● Task
Lines from the one containing "Task: for the greenhouse-bench survey, tag the building" through the last one in the data below: write them out word for word, and only them.

● Data for processing
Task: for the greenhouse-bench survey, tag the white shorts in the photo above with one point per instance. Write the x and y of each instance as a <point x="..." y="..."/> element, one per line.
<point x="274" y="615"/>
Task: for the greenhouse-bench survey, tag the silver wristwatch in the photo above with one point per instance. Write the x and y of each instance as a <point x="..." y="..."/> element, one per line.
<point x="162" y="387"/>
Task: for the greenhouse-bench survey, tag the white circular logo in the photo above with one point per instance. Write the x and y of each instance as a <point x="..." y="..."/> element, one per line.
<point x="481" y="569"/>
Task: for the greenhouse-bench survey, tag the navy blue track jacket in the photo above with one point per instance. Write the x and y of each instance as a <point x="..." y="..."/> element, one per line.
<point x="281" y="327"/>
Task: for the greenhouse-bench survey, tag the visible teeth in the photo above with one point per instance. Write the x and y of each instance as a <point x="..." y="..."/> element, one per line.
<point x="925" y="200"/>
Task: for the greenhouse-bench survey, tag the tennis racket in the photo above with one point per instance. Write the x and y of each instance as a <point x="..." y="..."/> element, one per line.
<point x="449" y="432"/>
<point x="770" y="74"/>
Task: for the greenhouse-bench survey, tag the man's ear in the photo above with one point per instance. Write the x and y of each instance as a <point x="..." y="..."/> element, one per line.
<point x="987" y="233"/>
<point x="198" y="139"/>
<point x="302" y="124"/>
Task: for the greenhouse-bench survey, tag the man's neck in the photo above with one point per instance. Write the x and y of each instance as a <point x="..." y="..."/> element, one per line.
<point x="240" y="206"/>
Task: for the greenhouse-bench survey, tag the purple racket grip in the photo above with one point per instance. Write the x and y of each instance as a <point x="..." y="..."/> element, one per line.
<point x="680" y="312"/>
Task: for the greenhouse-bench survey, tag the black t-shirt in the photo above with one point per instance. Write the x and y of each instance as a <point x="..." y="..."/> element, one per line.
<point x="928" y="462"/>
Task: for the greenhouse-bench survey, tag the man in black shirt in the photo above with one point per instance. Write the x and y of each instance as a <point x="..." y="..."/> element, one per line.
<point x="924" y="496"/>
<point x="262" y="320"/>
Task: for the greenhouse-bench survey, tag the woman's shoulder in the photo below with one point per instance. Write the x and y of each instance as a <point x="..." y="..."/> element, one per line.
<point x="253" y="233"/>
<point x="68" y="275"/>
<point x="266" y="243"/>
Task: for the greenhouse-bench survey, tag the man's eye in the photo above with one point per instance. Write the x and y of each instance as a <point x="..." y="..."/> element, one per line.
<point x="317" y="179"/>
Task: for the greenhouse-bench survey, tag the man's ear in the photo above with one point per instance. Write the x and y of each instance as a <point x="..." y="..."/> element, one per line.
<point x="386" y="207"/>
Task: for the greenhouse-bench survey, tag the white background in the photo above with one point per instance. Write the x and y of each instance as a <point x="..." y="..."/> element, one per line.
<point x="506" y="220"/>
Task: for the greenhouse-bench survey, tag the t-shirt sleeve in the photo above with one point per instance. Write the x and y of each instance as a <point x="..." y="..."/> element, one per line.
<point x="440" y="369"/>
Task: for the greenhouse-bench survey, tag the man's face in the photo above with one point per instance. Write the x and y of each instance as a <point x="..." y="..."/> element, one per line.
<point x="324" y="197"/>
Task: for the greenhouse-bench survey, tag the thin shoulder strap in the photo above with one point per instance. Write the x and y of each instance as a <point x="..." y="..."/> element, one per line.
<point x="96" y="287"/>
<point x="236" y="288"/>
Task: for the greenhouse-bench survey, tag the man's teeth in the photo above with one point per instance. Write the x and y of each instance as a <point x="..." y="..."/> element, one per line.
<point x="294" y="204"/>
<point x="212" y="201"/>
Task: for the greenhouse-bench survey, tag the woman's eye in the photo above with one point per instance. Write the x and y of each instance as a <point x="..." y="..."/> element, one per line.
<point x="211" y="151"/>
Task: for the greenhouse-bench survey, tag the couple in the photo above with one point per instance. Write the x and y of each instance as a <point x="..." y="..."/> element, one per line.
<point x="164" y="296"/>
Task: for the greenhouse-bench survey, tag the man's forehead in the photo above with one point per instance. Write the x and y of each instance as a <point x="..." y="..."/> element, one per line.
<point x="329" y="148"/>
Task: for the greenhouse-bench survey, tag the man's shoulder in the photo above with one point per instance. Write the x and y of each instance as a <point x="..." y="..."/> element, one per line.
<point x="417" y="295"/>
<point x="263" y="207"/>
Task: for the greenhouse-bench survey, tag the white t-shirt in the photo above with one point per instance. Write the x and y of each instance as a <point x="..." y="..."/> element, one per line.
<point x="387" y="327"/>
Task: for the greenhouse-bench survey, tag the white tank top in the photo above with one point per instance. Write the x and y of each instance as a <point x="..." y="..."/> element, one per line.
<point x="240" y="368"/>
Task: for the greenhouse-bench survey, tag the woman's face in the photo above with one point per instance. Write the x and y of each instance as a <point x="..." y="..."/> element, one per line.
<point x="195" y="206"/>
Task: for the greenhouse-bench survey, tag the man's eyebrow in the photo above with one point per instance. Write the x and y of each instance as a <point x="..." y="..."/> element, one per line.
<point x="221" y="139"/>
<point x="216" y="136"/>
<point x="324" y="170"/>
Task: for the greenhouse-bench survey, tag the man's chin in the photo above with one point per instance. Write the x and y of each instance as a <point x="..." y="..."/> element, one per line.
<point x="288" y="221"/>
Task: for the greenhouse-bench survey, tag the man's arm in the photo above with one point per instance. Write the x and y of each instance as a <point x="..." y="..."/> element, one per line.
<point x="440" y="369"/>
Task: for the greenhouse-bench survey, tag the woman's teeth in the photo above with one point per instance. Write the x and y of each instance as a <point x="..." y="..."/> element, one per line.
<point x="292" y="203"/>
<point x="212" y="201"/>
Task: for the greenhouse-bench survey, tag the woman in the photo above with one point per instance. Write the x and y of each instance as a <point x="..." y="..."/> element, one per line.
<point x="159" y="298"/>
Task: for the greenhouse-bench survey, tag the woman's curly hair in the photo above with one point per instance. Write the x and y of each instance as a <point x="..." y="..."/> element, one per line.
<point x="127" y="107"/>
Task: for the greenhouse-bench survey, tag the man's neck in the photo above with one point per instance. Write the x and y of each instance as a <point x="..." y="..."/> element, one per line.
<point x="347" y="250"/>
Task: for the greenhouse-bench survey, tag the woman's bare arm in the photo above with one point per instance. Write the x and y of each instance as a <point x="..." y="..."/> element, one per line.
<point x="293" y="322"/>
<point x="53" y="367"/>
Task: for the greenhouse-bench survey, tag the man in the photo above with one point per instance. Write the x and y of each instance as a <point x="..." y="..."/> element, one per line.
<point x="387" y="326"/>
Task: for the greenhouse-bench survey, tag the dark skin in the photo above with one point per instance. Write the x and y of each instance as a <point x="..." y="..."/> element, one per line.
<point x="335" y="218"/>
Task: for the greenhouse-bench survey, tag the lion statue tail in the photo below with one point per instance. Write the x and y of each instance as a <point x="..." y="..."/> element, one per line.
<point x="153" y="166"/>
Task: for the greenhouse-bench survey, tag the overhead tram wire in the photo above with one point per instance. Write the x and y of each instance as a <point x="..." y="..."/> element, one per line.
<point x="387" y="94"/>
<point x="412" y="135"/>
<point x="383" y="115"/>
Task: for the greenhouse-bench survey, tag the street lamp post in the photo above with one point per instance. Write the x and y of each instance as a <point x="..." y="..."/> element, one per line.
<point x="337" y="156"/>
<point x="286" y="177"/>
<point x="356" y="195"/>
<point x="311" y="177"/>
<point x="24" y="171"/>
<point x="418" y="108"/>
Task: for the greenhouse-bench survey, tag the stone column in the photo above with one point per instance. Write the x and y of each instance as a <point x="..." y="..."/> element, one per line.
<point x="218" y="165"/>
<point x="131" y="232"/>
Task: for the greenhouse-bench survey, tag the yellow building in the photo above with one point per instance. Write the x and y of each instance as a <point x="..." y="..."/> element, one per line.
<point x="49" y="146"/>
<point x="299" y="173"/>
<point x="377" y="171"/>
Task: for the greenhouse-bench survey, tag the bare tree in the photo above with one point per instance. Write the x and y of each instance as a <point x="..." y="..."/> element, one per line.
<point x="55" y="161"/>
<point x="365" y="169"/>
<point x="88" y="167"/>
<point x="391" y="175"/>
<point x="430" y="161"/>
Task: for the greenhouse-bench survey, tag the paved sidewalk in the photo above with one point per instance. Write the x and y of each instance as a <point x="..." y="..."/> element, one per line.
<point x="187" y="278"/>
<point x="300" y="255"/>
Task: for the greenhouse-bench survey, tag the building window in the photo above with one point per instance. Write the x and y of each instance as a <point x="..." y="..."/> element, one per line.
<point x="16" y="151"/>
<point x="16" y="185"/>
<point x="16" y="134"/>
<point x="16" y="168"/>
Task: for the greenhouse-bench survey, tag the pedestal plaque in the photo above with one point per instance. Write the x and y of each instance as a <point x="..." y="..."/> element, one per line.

● Task output
Task: for the greenhouse-bench survey, tag the building window in the photo above with one point per instance. Write the x and y of each instance as a <point x="..." y="..."/> element, one per line.
<point x="16" y="151"/>
<point x="16" y="185"/>
<point x="16" y="134"/>
<point x="16" y="168"/>
Task: for the greenhouse-bench survey, tag the pedestal plaque in the photo above with one point per instance. Write the x and y of each instance as a <point x="..." y="..."/> element, one per line.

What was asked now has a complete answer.